Document extract:
## Start

While the role was initially solely about hostage situations, by the 1980s it had expanded greatly. The role of a police negotiator is to handle all manner of tricky situations, with unco-operative people, people likely to escalate situations and hurt those around them, and often those who are mentally unwell and seeking to self-harm.

There are 17 negotiation teams around the country and a national team. Like the AOS, members have other roles within the police and respond to jobs as they come up. In the larger districts, negotiators may respond to three or four calls a week. Each call is different and requires various sets of specialist skills, but the goal is always the same – make a human connection and bring the situation to a close without violence. Sometimes it’s over the phone, and sometimes face-to-face.

Often in policing situations, tensions have been ramped up on both sides. The nature of difficult or hostile encounters mean that emotions ramp up and situations escalate. The intervention of a negotiator, not dressed in police uniform, can just offer a reset of a situation. Then skills that are learned in a two-week initial training block and then multiple training sessions a month kick in. The AOS could be right there, but they are a back-up. Talking, de-escalating, bringing people back from the edge; these are the primary tools of a negotiator.

## End

What is asked: For each statement, say whether the passage on police negotiators supports it (yes or no) and quote the words that settle it. (a) The negotiator role originally covered only hostage situations. (b) Besides the 17 negotiation teams around the country, there is also a national team. (c) A negotiator intervenes while dressed in police uniform.

Stored items:
## Start

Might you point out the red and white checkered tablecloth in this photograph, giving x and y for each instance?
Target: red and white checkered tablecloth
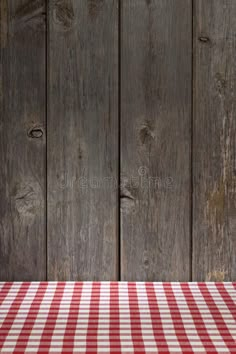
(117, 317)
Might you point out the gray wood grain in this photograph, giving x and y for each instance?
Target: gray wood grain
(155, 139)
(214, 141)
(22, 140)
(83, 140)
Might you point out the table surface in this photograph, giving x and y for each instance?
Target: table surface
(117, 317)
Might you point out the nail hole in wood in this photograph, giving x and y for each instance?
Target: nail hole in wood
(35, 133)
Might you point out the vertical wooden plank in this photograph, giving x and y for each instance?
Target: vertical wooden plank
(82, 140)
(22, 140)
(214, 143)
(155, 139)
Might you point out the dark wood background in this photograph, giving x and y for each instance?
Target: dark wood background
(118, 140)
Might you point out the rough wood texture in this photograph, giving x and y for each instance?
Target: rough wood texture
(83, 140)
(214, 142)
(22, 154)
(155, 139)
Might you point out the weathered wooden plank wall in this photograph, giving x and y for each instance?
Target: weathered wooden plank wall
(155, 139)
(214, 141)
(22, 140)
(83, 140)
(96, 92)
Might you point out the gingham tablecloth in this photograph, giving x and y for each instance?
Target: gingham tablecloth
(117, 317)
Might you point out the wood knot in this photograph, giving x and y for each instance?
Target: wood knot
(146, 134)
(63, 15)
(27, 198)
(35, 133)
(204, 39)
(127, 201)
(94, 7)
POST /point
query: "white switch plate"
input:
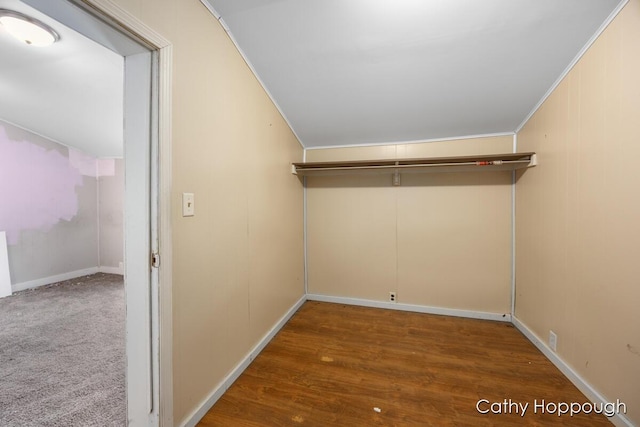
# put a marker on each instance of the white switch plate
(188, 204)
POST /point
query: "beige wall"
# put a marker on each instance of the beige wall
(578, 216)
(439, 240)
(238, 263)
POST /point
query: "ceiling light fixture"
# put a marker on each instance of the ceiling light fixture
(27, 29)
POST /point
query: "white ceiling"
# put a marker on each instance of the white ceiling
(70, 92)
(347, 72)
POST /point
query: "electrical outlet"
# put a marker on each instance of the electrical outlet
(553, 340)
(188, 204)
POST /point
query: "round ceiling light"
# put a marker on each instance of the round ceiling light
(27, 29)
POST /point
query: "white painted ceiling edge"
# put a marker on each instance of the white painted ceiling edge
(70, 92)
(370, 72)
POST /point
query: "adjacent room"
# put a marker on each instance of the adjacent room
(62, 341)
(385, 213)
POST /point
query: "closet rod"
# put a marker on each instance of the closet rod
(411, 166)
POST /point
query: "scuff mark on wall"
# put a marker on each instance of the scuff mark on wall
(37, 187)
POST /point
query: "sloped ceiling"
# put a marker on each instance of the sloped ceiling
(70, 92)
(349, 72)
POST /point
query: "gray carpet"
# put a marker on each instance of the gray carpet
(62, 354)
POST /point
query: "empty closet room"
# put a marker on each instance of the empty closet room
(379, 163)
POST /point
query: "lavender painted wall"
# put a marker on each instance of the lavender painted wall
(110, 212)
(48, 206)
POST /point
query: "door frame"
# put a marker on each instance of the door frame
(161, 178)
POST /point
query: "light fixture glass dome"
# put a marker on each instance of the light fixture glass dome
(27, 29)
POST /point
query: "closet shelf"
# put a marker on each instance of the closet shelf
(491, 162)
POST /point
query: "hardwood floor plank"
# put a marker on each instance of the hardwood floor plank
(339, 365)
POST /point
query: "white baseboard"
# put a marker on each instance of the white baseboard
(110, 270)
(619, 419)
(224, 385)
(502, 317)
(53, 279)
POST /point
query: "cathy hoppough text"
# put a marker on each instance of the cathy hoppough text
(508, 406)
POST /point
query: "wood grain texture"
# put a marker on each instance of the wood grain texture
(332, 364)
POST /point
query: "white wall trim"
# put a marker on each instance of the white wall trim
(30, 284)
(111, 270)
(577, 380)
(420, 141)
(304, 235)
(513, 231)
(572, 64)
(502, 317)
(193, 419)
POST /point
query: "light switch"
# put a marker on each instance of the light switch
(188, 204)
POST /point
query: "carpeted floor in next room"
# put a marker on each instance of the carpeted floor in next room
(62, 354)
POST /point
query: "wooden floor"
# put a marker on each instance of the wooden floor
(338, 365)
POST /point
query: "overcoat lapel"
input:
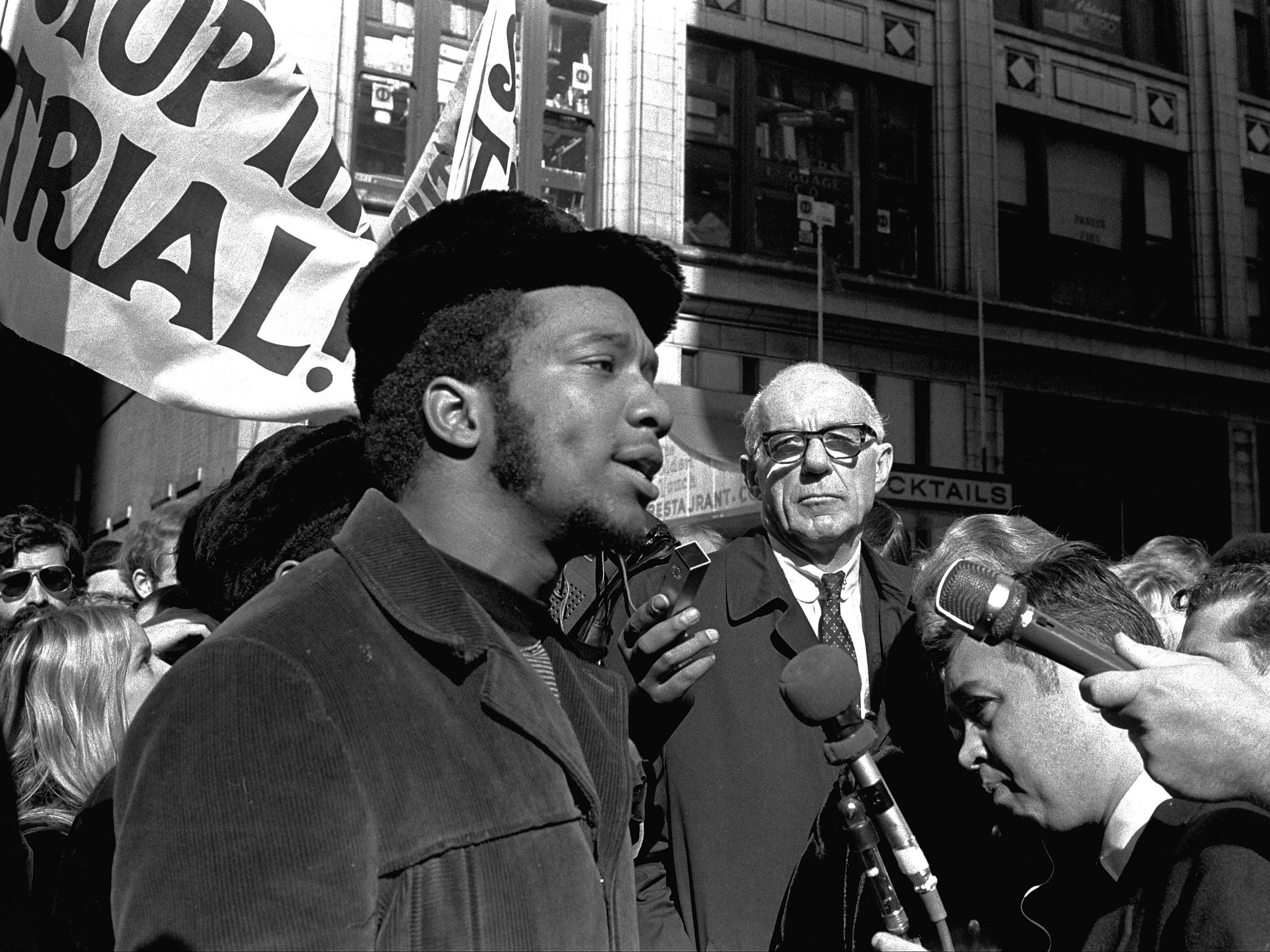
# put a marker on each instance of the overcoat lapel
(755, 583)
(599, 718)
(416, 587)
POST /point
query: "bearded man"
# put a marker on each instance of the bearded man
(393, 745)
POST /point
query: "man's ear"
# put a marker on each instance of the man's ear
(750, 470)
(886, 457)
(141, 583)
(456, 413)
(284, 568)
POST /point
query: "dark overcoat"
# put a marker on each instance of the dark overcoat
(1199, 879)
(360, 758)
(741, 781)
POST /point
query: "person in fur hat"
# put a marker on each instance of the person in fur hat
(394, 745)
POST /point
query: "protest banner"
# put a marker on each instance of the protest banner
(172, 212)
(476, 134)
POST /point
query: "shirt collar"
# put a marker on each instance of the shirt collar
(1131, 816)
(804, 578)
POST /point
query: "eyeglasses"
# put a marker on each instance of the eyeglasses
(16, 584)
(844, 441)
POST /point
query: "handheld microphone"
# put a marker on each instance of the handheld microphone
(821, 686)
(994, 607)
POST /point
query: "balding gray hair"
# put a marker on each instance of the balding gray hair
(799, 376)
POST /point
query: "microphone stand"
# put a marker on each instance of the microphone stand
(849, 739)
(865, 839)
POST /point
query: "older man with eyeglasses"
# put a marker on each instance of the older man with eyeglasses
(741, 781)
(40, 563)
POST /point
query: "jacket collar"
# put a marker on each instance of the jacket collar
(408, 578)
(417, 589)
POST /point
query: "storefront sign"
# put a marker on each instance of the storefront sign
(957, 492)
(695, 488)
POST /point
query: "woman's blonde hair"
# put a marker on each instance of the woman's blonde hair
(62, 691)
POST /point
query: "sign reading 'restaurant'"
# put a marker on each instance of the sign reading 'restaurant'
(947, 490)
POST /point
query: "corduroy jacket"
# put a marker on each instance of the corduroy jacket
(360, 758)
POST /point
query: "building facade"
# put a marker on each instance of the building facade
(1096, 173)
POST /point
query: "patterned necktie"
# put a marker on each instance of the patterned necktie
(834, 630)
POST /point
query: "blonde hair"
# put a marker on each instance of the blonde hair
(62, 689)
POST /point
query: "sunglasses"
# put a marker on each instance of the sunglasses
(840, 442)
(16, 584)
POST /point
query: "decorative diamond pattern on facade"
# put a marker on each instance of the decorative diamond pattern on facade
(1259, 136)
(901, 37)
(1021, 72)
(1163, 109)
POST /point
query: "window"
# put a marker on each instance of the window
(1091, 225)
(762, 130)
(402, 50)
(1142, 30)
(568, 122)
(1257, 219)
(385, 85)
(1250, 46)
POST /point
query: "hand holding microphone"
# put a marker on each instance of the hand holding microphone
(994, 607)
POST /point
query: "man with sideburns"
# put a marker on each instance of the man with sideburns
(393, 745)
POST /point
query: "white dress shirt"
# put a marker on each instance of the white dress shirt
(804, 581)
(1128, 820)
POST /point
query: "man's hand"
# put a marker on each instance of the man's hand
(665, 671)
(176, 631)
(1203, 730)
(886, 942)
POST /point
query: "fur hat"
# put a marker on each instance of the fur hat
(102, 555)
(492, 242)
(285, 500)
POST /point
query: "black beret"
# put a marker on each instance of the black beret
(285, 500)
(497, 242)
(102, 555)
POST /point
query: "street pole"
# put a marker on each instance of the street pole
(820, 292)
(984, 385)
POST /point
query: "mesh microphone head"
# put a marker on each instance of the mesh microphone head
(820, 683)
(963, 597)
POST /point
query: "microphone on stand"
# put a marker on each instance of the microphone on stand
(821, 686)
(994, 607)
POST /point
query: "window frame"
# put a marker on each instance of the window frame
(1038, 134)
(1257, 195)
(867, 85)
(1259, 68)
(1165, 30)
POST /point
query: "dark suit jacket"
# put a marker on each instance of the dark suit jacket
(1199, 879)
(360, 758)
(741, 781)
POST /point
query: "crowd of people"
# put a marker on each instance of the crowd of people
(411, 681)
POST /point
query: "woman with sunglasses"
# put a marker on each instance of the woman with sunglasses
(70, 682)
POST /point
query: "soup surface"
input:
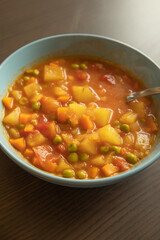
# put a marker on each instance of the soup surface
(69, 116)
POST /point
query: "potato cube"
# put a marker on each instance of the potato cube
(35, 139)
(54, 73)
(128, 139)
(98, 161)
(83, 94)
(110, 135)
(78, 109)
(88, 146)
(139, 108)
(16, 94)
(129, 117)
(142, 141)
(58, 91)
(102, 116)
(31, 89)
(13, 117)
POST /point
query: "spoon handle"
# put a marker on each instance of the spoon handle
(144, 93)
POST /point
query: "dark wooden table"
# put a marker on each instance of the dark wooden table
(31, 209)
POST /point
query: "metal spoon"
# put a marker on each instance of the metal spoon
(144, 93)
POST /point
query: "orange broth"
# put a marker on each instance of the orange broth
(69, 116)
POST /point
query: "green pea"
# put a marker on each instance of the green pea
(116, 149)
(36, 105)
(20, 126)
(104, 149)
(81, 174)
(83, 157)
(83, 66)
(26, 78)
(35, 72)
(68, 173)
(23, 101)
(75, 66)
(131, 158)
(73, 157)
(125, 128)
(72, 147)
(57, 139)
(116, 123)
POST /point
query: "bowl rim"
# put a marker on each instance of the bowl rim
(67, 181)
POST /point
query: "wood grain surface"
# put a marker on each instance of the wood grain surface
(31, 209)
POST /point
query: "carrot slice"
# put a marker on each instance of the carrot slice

## End

Result for this task:
(a) Yes: "While the role was initially solely about hostage situations"
(b) Yes: "There are 17 negotiation teams around the country and a national team."
(c) No: "The intervention of a negotiator, not dressed in police uniform"